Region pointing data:
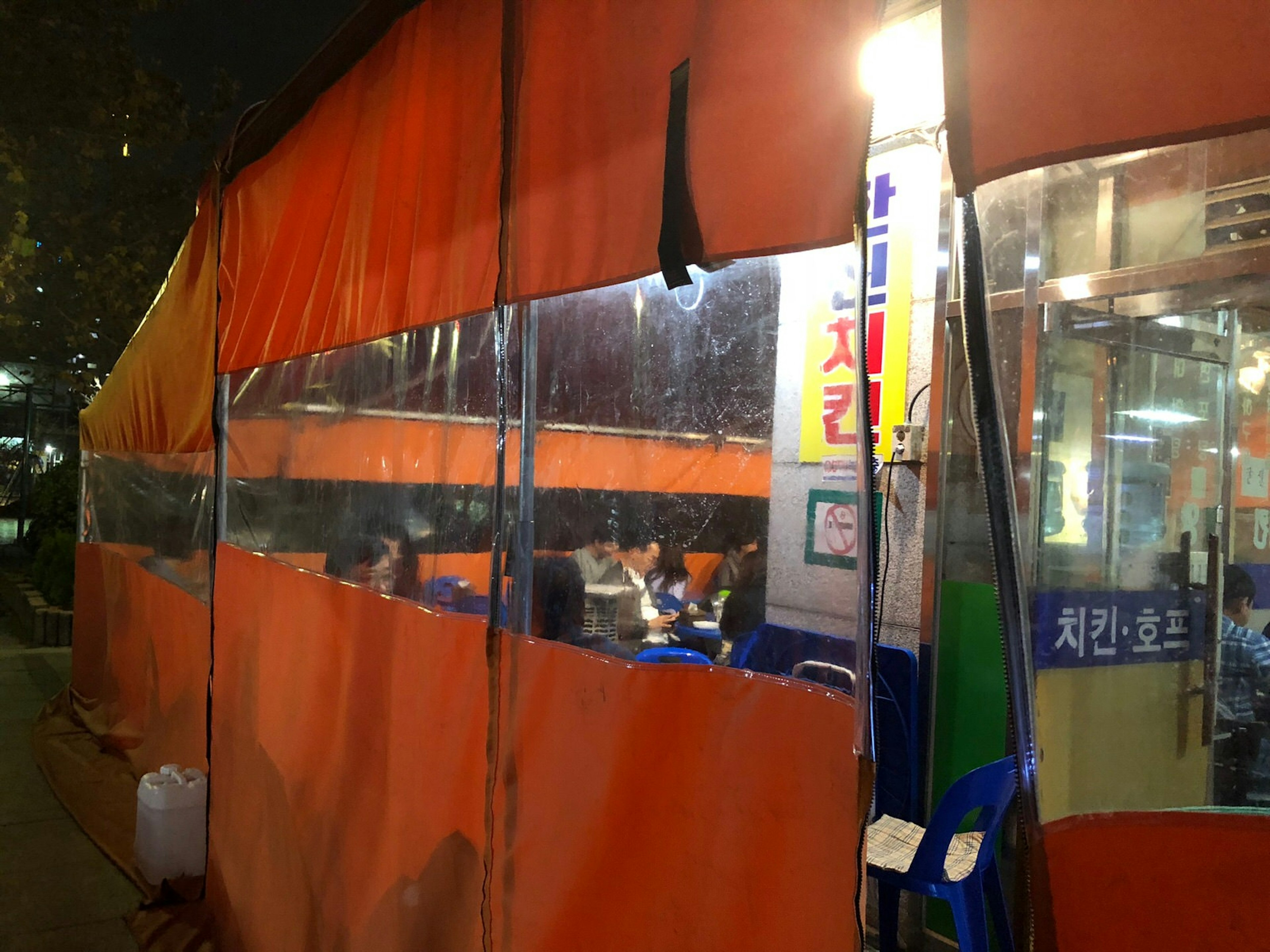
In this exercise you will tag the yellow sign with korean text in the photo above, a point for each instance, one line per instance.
(904, 209)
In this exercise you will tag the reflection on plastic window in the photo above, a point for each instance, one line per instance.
(154, 508)
(373, 464)
(655, 489)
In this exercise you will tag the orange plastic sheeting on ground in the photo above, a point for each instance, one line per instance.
(430, 451)
(159, 397)
(1141, 883)
(1042, 83)
(777, 122)
(671, 808)
(140, 662)
(380, 211)
(349, 749)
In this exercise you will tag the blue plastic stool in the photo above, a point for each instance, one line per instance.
(989, 790)
(672, 655)
(441, 589)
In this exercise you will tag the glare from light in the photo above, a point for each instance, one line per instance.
(1254, 379)
(697, 301)
(901, 68)
(1131, 438)
(1075, 287)
(1152, 416)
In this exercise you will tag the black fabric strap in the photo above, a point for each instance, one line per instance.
(681, 243)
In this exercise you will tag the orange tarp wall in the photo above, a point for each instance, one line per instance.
(159, 397)
(426, 451)
(139, 671)
(1100, 78)
(349, 742)
(1176, 880)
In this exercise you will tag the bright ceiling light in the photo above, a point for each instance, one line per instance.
(1151, 416)
(1131, 438)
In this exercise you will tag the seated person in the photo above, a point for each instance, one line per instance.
(362, 560)
(638, 559)
(403, 556)
(559, 607)
(746, 607)
(670, 574)
(595, 559)
(1244, 672)
(740, 545)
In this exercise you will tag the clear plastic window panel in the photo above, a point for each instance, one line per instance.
(671, 509)
(1135, 375)
(374, 464)
(153, 508)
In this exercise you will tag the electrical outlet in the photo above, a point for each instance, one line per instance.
(909, 444)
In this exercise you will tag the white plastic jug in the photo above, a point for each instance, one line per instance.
(172, 824)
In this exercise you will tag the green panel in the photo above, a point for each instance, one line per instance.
(969, 719)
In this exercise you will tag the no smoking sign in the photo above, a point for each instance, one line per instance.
(832, 518)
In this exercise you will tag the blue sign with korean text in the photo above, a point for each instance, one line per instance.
(1095, 629)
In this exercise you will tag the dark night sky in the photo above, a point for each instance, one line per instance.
(261, 44)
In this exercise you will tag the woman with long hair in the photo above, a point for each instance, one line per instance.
(670, 574)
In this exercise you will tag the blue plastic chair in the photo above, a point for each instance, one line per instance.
(990, 790)
(666, 602)
(672, 655)
(441, 589)
(478, 605)
(896, 725)
(774, 649)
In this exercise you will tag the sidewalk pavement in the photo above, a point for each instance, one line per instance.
(58, 893)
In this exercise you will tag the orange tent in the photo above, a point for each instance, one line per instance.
(390, 777)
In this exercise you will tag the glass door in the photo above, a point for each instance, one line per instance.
(1131, 498)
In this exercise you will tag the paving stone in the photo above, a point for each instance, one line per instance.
(58, 896)
(41, 845)
(110, 936)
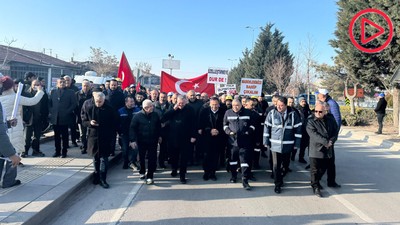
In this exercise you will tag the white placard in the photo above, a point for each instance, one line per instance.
(16, 101)
(171, 64)
(250, 86)
(217, 76)
(229, 88)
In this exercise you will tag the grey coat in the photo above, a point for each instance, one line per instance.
(6, 149)
(62, 107)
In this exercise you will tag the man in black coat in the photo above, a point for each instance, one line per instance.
(182, 135)
(117, 100)
(304, 110)
(62, 104)
(145, 134)
(380, 111)
(101, 120)
(323, 132)
(211, 124)
(196, 151)
(32, 117)
(81, 97)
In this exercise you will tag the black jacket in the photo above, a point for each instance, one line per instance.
(81, 97)
(242, 125)
(209, 120)
(99, 137)
(145, 128)
(321, 131)
(381, 106)
(116, 99)
(62, 106)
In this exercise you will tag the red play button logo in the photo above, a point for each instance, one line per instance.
(374, 31)
(365, 21)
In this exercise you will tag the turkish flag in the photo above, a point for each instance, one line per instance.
(125, 72)
(181, 86)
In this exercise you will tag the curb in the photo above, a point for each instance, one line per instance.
(76, 182)
(371, 138)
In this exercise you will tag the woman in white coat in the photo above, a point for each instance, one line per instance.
(7, 99)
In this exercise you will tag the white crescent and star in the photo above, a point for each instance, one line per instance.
(178, 86)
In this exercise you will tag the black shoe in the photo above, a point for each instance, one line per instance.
(246, 184)
(213, 177)
(96, 181)
(38, 154)
(335, 185)
(317, 192)
(183, 180)
(278, 190)
(302, 161)
(252, 178)
(104, 184)
(134, 166)
(16, 183)
(264, 155)
(174, 173)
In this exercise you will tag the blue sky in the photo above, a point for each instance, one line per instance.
(201, 34)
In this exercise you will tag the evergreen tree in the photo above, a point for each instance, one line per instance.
(267, 49)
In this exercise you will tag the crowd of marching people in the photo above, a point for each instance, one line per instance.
(233, 132)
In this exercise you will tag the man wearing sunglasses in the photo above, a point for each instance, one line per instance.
(322, 130)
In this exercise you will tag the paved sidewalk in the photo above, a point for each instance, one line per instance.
(46, 183)
(390, 141)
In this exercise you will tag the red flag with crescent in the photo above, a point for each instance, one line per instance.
(181, 86)
(125, 72)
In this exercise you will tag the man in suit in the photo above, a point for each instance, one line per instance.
(62, 103)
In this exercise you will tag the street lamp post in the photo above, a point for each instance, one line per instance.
(170, 62)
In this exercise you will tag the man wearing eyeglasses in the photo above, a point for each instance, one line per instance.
(145, 134)
(322, 130)
(282, 134)
(62, 102)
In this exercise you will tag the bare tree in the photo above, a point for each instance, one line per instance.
(103, 63)
(145, 66)
(309, 56)
(278, 73)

▶ _TASK PROMPT_:
Please keep every line of the data the same when you reproduce it, and keep every picture out.

▶ _FINISHED TASK_:
In this exercise you will tag the yellow sign with korean text in the photo above, a point for each instance, one line per instance.
(904, 209)
In this exercise you will tag the reflection on plastic window in the photo above, a point for each instance, one line per instance.
(154, 508)
(373, 464)
(655, 489)
In this exercise you will tag the orange plastic sheeting on ground in the photo above, a point for each instance, one line per instance.
(430, 451)
(159, 397)
(1141, 883)
(1042, 83)
(777, 122)
(671, 808)
(140, 662)
(380, 211)
(349, 749)
In this exercise you will tag the blue plastic stool in the photo above, a point for each instance, one line per instance.
(989, 790)
(672, 655)
(441, 589)
In this exercise you will tag the glare from light in the photo above, a point for each instance, one line per instance.
(1254, 379)
(697, 301)
(901, 68)
(1131, 438)
(1075, 287)
(1152, 416)
In this exercise you will tag the black fabric strap in the photo above, a point for each instance, one line per instance.
(681, 243)
In this exercise you will tag the orange tarp wall in the photo above, a point for each instance, one line per instance.
(159, 397)
(426, 451)
(139, 671)
(1100, 78)
(349, 742)
(1176, 880)
In this exercise you will tag the bright ceiling light in the photo above, a point for each instance, one line per instance.
(1151, 416)
(1131, 438)
In this exercise you will tag the seated person in the photo above, a point for each instance, one line per instance.
(362, 560)
(638, 559)
(403, 556)
(559, 607)
(746, 607)
(670, 574)
(595, 559)
(1244, 672)
(740, 545)
In this exercise you will tag the clear plastic window panel in the photo above, a point for each instance, one line per instance.
(671, 509)
(1135, 375)
(374, 464)
(153, 508)
In this exercise you will tag the electrical outlet in the photo above, a point for each instance, one line per instance.
(909, 444)
In this exercise you will tag the white plastic jug in the photo above, a point for each instance, one line per instance.
(172, 824)
In this exercise you will tag the green panel in the photo above, a point for each instance, one line per instance.
(969, 719)
In this exercise you will tag the no smoking sign in the photo above, a point for each instance, one line per instance.
(832, 518)
In this exercise you will tag the blue sign with korean text in the photo above, a point for each instance, one line per instance.
(1095, 629)
In this exercise you will tag the dark night sky in the photo above, a point for each instance, one line per instance.
(261, 44)
In this exercise you will tag the woman with long hair in the photo above, a point for each instance, one line per instance.
(670, 574)
In this exercise you will tag the blue plastic chair in the photo above, a point for each instance, one line per instance.
(990, 790)
(666, 602)
(672, 655)
(441, 589)
(478, 605)
(896, 725)
(774, 649)
In this exercise you will tag the sidewalk pavement in the photo above, a point for each instance, one line per instance.
(58, 893)
In this exercise you will tag the orange tent in the photo above, a point for each instance, one line per instance.
(390, 777)
In this exercise you will tag the glass door in the photo above, a point for each instance, one line per instance.
(1131, 498)
In this exercise you will tag the paving stone in the photo above, a point for each instance, one line per instance.
(58, 896)
(41, 845)
(110, 936)
In this exercise you will tag the white placard in the photo above, a point for each instance, one line per instance.
(16, 101)
(171, 64)
(250, 86)
(217, 76)
(229, 88)
In this exercise you will tag the grey coat in the photo above, a point for each instance, one line per instance.
(6, 149)
(62, 107)
In this exercise you will tag the man in black coat in the photo above, a point for each instance, one line per instance.
(182, 135)
(117, 100)
(304, 110)
(62, 104)
(145, 134)
(380, 111)
(101, 120)
(323, 132)
(211, 124)
(196, 151)
(32, 117)
(81, 97)
In this exercise you will tag the black jacket in the photo above, a point for each instance, one line per instance.
(81, 97)
(242, 125)
(209, 120)
(99, 137)
(145, 128)
(321, 131)
(381, 106)
(116, 99)
(62, 106)
In this exercise you will tag the red play button logo in the photo above, a point for each instance, one line per instance.
(374, 31)
(365, 21)
In this exercise you will tag the turkish flag in the photo above, a point for each instance, one line per instance.
(125, 72)
(181, 86)
In this exercise you will tag the curb in the photo above, a point for each instance, one line per instance.
(76, 182)
(371, 138)
In this exercise you will tag the woman in white coat in the photo above, a point for each instance, one line per instance.
(7, 99)
In this exercise you will tag the white crescent and star in the photo above, a point for each instance, one line per instance.
(178, 86)
In this exercise you will tag the black shoe in the photo above, a point for each instance, one line per instance.
(246, 184)
(213, 177)
(96, 181)
(38, 154)
(335, 185)
(317, 192)
(183, 180)
(278, 190)
(302, 161)
(252, 178)
(104, 184)
(134, 166)
(16, 183)
(264, 155)
(174, 173)
In this exercise you will tag the blue sky in the photo above, a point for each instance, one line per instance.
(201, 34)
In this exercise you will tag the evergreen tree in the photo above, a point for each instance, one line per instance.
(267, 49)
In this exercise you will tag the crowd of marching people in the photo above, a point for each instance, one line per instance.
(233, 132)
In this exercise you will tag the man wearing sunglasses in the photo above, a point for each instance, one line per instance.
(322, 130)
In this exercise you will tag the paved sidewalk in the photo above, a point for each instance, one line per instance.
(46, 183)
(390, 141)
In this exercise you will tag the red flag with crescent in the photo above, a point for each instance, one line per instance.
(181, 86)
(125, 72)
In this exercise you will tag the man in suit in the photo above, a point for each instance, one line per instance.
(62, 103)
In this exercise you will tag the street lamp post in the photo above, a point for each instance, one line per instance.
(170, 62)
In this exercise you will tag the man wearing eyeglasses in the photo above, a point for each instance, one line per instance.
(145, 134)
(322, 130)
(282, 134)
(62, 102)
In this exercise you will tag the bare tree in the photo above, a point for each instance, one line per instance.
(103, 63)
(145, 66)
(309, 56)
(278, 73)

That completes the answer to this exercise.